=== Anforderung a ===
Was entschied der Verwaltungsgerichtshof laut dem Spruch im vorliegenden Text über den angefochtenen Bescheid?

VwGH vom 24.02.2010, 2009/13/0240

Betreff

Der Verwaltungsgerichtshof hat durch den Vorsitzenden Senatspräsident Dr. Hargassner und die Hofräte Dr. Fuchs, Dr. Pelant, Dr. Mairinger und Mag. Novak als Richter, im Beisein des Schriftführers Dr. Unger, über die Beschwerde der B K in W, vertreten durch Mag. Axel Bauer, Rechtsanwalt in 1040 Wien, Favoritenstraße 26/6, gegen den Bescheid des unabhängigen Finanzsenates, Außenstelle Wien, vom , Zl. RV/1267- W/07, betreffend Familienbeihilfe, zu Recht erkannt:

Spruch

Der angefochtene Bescheid wird wegen Rechtswidrigkeit infolge Verletzung von Verfahrensvorschriften aufgehoben.

=== Vorliegende Daten ===
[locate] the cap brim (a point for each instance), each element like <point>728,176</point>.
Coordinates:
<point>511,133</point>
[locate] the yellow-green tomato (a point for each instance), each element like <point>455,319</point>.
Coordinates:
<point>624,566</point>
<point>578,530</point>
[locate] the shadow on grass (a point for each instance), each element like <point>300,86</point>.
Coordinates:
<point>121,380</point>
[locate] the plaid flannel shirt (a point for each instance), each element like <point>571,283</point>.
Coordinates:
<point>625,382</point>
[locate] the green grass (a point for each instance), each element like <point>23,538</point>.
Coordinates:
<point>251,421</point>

=== Anforderung b ===
Aktualisiere die Datensätze, indem du überall "Coordinates" durch "Koordinaten" ersetzt, und lass alles andere unverändert.

=== Richtige Antwort a ===
Der angefochtene Bescheid wird wegen Rechtswidrigkeit infolge Verletzung von Verfahrensvorschriften aufgehoben.

=== Richtige Antwort b ===
[locate] the cap brim (a point for each instance), each element like <point>728,176</point>.
Koordinaten:
<point>511,133</point>
[locate] the yellow-green tomato (a point for each instance), each element like <point>455,319</point>.
Koordinaten:
<point>624,566</point>
<point>578,530</point>
[locate] the shadow on grass (a point for each instance), each element like <point>300,86</point>.
Koordinaten:
<point>121,380</point>
[locate] the plaid flannel shirt (a point for each instance), each element like <point>571,283</point>.
Koordinaten:
<point>625,382</point>
[locate] the green grass (a point for each instance), each element like <point>23,538</point>.
Koordinaten:
<point>251,421</point>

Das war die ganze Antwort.